-- EXERCISE --
The records below need retyping in full; give them again exactly.

— Start AVAILABLE RECORDS —

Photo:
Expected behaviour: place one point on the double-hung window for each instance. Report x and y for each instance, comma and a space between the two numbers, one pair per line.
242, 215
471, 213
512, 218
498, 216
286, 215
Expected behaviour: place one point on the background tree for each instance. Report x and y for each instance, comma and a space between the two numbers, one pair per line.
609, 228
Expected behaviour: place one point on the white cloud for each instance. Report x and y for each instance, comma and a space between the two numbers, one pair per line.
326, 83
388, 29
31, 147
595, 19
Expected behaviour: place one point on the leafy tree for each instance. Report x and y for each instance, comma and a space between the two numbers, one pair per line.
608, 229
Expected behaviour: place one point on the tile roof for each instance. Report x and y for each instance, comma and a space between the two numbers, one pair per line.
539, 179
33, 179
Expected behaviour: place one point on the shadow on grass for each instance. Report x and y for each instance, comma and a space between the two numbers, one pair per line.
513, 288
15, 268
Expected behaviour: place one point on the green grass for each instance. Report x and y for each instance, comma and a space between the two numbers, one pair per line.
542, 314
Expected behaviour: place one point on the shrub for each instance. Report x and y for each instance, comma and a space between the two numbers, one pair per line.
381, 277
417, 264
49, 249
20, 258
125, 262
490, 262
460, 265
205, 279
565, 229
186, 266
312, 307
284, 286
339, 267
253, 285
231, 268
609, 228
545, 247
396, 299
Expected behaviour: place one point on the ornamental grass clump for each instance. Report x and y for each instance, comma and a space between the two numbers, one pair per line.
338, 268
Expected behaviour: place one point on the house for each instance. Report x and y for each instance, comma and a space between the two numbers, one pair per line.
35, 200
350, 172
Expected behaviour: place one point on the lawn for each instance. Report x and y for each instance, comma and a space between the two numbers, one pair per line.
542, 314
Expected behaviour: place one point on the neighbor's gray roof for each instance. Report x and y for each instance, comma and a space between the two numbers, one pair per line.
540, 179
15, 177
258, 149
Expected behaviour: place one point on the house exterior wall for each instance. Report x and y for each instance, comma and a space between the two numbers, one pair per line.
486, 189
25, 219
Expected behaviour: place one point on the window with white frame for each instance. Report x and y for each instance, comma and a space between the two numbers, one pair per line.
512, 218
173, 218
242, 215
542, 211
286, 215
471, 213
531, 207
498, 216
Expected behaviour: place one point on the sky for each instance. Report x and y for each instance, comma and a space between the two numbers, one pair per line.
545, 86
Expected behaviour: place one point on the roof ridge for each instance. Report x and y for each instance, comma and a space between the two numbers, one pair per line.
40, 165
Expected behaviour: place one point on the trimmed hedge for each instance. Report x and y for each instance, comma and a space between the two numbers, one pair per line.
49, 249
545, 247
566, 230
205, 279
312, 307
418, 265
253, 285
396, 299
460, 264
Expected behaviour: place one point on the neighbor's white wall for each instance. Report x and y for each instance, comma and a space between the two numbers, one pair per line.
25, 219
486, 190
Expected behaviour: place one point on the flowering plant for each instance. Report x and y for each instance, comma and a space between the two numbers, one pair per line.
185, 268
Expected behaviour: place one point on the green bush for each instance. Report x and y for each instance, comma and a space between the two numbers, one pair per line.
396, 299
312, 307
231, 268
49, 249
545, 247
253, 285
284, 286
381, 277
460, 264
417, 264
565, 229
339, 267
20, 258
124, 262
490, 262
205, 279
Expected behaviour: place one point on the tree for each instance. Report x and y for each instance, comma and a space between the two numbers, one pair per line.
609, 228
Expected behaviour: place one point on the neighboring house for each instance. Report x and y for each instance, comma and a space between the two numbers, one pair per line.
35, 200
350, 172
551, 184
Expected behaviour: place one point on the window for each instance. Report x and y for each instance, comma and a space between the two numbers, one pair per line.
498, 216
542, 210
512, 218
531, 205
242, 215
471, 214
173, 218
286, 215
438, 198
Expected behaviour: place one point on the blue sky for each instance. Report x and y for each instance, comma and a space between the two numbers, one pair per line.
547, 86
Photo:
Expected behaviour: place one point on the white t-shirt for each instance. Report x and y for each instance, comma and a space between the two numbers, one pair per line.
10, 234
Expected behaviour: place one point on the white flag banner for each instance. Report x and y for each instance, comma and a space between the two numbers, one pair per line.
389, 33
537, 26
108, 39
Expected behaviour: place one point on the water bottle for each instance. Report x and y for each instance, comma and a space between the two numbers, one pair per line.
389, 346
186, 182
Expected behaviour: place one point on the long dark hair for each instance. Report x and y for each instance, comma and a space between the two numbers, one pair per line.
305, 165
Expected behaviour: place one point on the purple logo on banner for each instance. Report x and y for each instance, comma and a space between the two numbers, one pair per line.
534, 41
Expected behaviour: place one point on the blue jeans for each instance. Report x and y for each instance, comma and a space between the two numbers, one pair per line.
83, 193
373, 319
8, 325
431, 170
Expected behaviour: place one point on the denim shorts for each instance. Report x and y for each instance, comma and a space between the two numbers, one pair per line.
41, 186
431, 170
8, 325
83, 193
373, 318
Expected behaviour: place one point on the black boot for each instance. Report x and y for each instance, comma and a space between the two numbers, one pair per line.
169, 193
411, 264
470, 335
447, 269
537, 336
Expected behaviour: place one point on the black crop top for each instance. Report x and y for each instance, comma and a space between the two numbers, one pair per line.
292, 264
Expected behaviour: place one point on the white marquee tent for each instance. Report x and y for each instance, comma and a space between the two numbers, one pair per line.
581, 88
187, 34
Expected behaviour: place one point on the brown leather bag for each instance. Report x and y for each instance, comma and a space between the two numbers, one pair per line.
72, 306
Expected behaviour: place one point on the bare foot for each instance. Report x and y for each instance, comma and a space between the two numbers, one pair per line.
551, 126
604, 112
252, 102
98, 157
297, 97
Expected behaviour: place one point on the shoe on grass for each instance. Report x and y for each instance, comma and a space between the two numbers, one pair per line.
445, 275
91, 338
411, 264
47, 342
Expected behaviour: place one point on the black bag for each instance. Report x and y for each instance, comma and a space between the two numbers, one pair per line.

— End AVAILABLE RECORDS —

-- OUTPUT OF THE TASK --
Photo:
Expected behaviour: place one point on the double-hung window for each instance. Report x and y for each instance, comma and a space between the two numbers, one pair per line.
242, 215
471, 213
512, 218
498, 216
286, 215
Expected behaviour: place one point on the background tree for each instance. Report x and y for each instance, comma and a space between the two numbers, one pair per line.
609, 228
Expected behaviour: place one point on the white cloud for each instance. Report x and y for each instance, comma and a space between the two numbers, one pair per line.
326, 83
388, 29
31, 147
595, 19
Expected behaviour: place one point on the leafy tree for each instance. Report x and y for each instance, comma and a space between the two numbers, one pair per line.
608, 229
Expected behaviour: place one point on the tile roof for each instance. Report x and y for each instance, comma and a space between the two numbers, one pair per line.
539, 179
33, 179
Expected behaviour: place one point on the shadow on grass for each instance. Report x and y for each instance, comma and a space between the two numbers, one pair per line.
513, 288
15, 268
Expected behaviour: place one point on the green grass for each instance. Report x and y for each instance, comma and a space between the two numbers, one pair per line.
542, 314
Expected behaviour: place one point on the shrub for each instance. Report x and y for each instance, comma and a space between the two numbers, one pair per line.
381, 277
417, 264
49, 249
20, 258
125, 262
490, 262
460, 265
205, 279
565, 229
186, 266
312, 307
284, 286
339, 267
253, 285
231, 268
609, 228
545, 247
396, 299
Expected behaviour: place one point on the ornamental grass clump for each instance. Report x and y for each instance, comma and a space between the two numbers, one pair per line.
338, 268
Expected behaviour: place one point on the house for each instance. Report x and y for each instance, comma and a space between the two numbers, one pair per line.
35, 200
350, 172
Expected behaviour: place one point on the lawn for each instance. Report x and y for each instance, comma and a space between the two numbers, one pair per line.
542, 314
Expected behaviour: place one point on the neighbor's gray roof for each instance. Report x and y for each instance, comma and a space between the two numbers, one pair per line.
540, 179
15, 177
258, 149
Expected behaviour: place one point on the house exterior wall for each instance. Report x and y for each instance, comma and a space between the two numbers, one pair per line.
486, 189
25, 219
Expected behaviour: place one point on the window with white frame for each instance. Report x and y for each instance, comma and a space between the two numbers, one pair per line.
512, 218
173, 218
242, 215
542, 211
286, 215
471, 213
531, 207
498, 216
Expected behaviour: place one point on the sky for each instance. Report x and y for each instance, comma and a space between the two numbers, one pair per line.
545, 86
Expected behaviour: place one point on the roof ridge for each instance. Report x and y for each instance, comma and a space between the two numbers, one pair per line.
40, 165
Expected behaviour: place one point on the trimmed hedge for each instance. Report x and y for each instance, comma and a space between the two numbers, one pair per line.
49, 249
545, 247
566, 230
205, 279
312, 307
418, 265
253, 285
396, 299
460, 264
Expected behaviour: place one point on the neighbor's white wall for each instance. Report x and y for each instance, comma and a space between the two numbers, one pair per line.
25, 219
486, 190
Expected behaviour: place one point on the flowering plant for each instance. Report x and y for each instance, comma and a space between the two numbers, one pair per line.
185, 268
Expected behaviour: place one point on the green bush for each instance. Report x and y for each instance, comma and a space between the two numbers, one pair per line.
396, 299
312, 307
231, 268
49, 249
545, 247
253, 285
284, 286
381, 277
460, 264
417, 264
565, 229
339, 267
20, 258
124, 262
490, 262
205, 279
Expected behaviour: place one point on the tree for each instance. Report x and y for each instance, comma and a space between the two numbers, one pair per line.
609, 228
Expected behaviour: place one point on the neighboring house for each instance. Report x and y for each instance, comma and a space between the two numbers, one pair per line.
35, 200
350, 172
551, 184
Expected behaviour: place one point on the window for each instance. Report x and y for each instance, comma and a space between the two numbers, one pair per line.
498, 216
542, 210
512, 218
531, 205
242, 215
471, 214
173, 218
286, 215
438, 198
Expected behaviour: place one point on the blue sky for each instance. Report x and y for each instance, comma and a space between the two numbers, one pair per line.
547, 86
Photo:
Expected behaviour: place one point on the white t-shirt for each instance. Report x and y for each instance, comma and a space between the two numbers, one pair per line.
10, 234
Expected behaviour: place one point on the white flag banner for each instance. Report x and y for each instance, comma and a space between the two numbers, one pair per line.
389, 33
537, 26
108, 39
Expected behaviour: place one point on the water bottle for each instance. Report x and y for each instance, comma and a space between the two numbers, one pair per line.
389, 346
186, 182
Expected behaviour: place one point on the long dark hair for each instance. Report x and y for each instance, comma and a space between the two numbers, one pair per line.
305, 165
Expected behaviour: place one point on the purple logo on banner for each instance. Report x and y for each instance, comma and a space between the two numbers, one pair per line.
534, 41
Expected behaviour: place one point on the blue jeans for each instance. Report x and y for each instance, comma and a space between the two numbers, one pair per line.
83, 193
373, 319
8, 325
431, 170
Expected behaviour: place one point on the denim shorts for each instance. Report x and y for each instance, comma and a space between the two numbers, one pair per line.
41, 186
431, 170
8, 325
83, 193
373, 318
Expected behaviour: place one point on the black boot for each instance. Report x and y for each instance, comma and a space between the two numbers, one pair per line.
169, 193
411, 264
470, 335
447, 269
537, 336
Expected behaviour: place one point on the black crop top for each instance. Report x and y for each instance, comma and a space between the two numbers, one pair per line.
292, 264
Expected behaviour: place one point on the white marquee tent for each instance. Report x and y for each instance, comma and a space between the two numbers, one pair per line.
581, 88
187, 34
Expected behaviour: place one point on the brown leather bag for each instance. Report x and y for each instance, comma and a space between the two numbers, one pair per line.
72, 306
Expected behaviour: place one point on the bare foot for each instance. Report x and y for each instance, comma and a space between the two numbers, one pair per line.
551, 126
604, 112
252, 102
98, 157
297, 97
Expected behaviour: place one point on the shoe on grass for each instance. Report x and y for each instance, comma and a space between the two numbers, one pair per line.
445, 275
91, 338
411, 264
47, 342
Expected behaviour: place one point on the black bag for each instance. Report x and y for each instance, comma and a space between the two numbers, one pair per line.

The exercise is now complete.